-- What is required --
Write out the lines below word for word, omitting the pictures.
• • • •
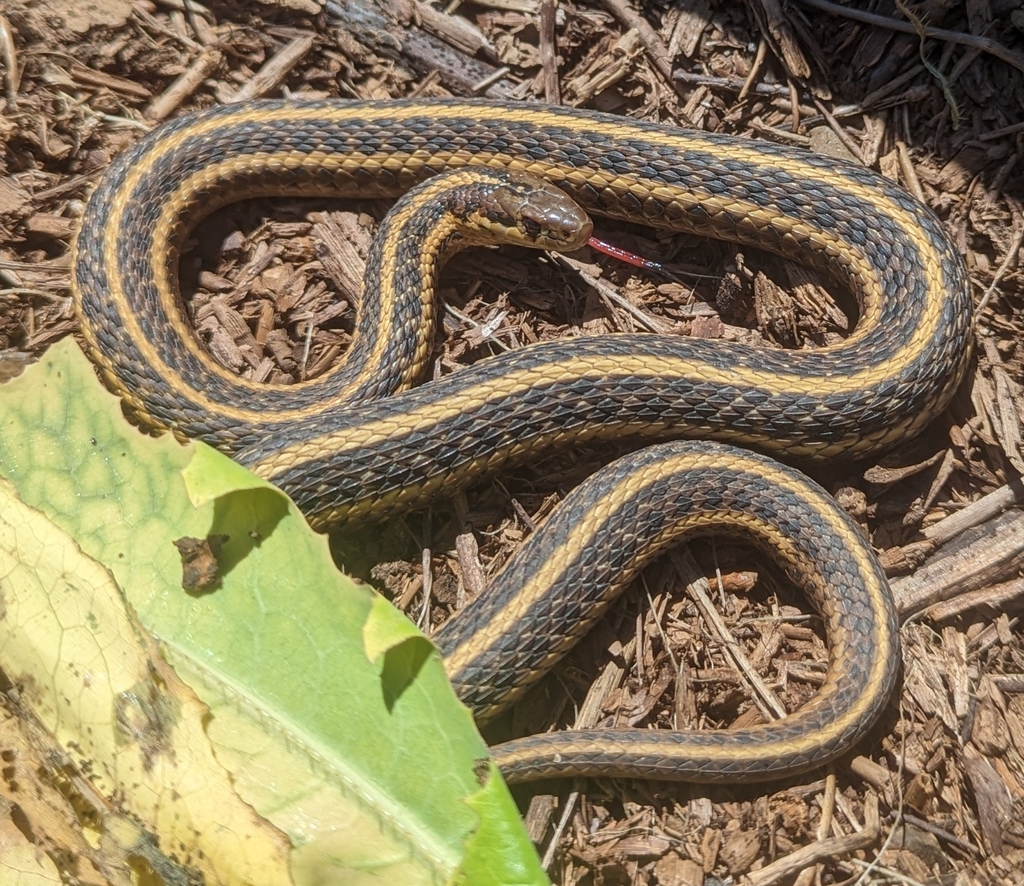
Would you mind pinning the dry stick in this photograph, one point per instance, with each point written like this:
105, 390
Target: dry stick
1000, 271
608, 292
988, 559
976, 513
774, 25
810, 874
823, 850
851, 145
698, 588
759, 59
272, 74
982, 43
910, 180
183, 86
549, 52
11, 78
649, 37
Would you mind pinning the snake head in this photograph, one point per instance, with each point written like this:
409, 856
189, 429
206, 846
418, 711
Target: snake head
530, 211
• • • •
-- Finished task --
Would you mind pinning the dry stick in this photograph, one point per instance, with each point written like this:
105, 390
Target: dry stick
1000, 271
608, 292
988, 559
976, 513
774, 25
810, 874
823, 850
851, 145
698, 588
759, 59
272, 74
982, 43
910, 180
183, 86
549, 52
11, 78
649, 37
Would you mind pinning the snake head in this photograph, one point per instance, with each point written like this:
409, 856
189, 429
206, 846
418, 711
Target: snake head
530, 211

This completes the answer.